Problem to work on:
Rewrite the entries from the line with "Place a point on each instance of the pale" through the end of the entries, replacing "sepal" with "petal" and changing nothing else.

Information given:
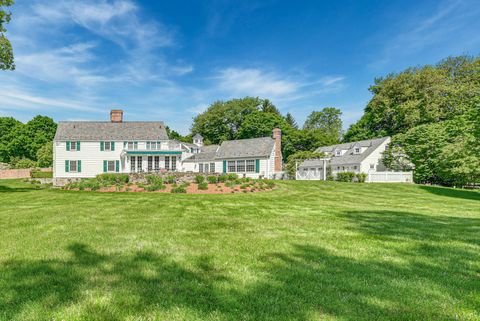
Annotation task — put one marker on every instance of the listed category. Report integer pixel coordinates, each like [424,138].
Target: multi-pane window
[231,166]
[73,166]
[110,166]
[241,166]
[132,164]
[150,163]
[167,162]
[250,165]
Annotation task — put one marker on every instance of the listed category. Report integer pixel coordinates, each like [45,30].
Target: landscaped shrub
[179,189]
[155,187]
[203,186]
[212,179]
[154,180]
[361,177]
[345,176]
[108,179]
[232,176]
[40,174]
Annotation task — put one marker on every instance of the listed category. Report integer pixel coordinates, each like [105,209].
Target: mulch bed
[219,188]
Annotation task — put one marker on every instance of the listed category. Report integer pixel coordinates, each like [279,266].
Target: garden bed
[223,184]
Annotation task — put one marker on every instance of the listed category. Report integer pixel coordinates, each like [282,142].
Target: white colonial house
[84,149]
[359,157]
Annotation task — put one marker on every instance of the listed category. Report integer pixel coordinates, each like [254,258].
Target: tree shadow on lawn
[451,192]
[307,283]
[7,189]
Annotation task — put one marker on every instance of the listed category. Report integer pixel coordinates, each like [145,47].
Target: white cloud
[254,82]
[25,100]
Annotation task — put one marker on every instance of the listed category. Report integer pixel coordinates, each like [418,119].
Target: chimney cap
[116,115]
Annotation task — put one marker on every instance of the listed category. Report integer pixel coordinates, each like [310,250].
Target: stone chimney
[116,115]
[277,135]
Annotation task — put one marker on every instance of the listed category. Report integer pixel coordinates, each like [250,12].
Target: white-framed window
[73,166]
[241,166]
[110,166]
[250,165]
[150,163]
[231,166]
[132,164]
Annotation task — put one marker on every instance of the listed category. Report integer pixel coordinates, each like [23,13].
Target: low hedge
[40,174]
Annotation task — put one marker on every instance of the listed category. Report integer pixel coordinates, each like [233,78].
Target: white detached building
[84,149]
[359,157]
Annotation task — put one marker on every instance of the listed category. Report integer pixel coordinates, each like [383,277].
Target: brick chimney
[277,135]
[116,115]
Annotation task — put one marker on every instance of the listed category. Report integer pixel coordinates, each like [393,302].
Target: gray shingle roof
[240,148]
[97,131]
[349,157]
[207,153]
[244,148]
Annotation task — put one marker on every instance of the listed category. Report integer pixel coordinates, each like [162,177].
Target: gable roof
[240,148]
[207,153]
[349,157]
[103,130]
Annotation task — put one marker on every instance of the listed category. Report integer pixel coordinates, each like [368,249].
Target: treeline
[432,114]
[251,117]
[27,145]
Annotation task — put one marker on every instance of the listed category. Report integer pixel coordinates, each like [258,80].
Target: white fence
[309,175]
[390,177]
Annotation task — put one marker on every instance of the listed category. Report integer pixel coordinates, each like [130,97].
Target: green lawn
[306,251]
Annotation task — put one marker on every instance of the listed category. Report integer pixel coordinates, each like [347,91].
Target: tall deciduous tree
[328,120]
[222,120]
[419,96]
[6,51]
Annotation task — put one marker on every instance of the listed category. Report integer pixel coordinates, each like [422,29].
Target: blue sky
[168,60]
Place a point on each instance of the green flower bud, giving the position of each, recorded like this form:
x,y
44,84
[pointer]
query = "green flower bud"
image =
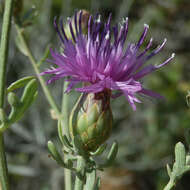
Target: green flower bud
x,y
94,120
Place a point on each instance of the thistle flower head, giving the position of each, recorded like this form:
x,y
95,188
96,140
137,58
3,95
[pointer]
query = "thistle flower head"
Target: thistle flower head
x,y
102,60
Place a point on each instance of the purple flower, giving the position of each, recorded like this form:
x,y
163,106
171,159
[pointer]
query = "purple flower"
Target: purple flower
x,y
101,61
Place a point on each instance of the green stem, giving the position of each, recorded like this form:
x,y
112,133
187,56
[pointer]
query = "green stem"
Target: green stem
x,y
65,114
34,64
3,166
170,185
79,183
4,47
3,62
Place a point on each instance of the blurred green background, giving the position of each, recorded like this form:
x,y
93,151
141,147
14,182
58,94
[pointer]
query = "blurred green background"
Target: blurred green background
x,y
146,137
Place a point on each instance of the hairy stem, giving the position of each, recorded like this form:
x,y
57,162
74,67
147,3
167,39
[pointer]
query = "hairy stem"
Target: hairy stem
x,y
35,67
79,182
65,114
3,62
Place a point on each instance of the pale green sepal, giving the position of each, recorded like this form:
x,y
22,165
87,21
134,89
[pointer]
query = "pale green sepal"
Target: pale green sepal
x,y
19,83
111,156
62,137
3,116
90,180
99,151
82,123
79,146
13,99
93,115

In response:
Place a point on each instance of the pale green petal, giving the position of each, recorded like this form:
x,y
22,165
87,21
134,89
[pointer]
query = "pale green petal"
Target: pale green petal
x,y
19,83
111,156
62,137
3,116
90,180
99,151
82,123
79,146
13,99
93,115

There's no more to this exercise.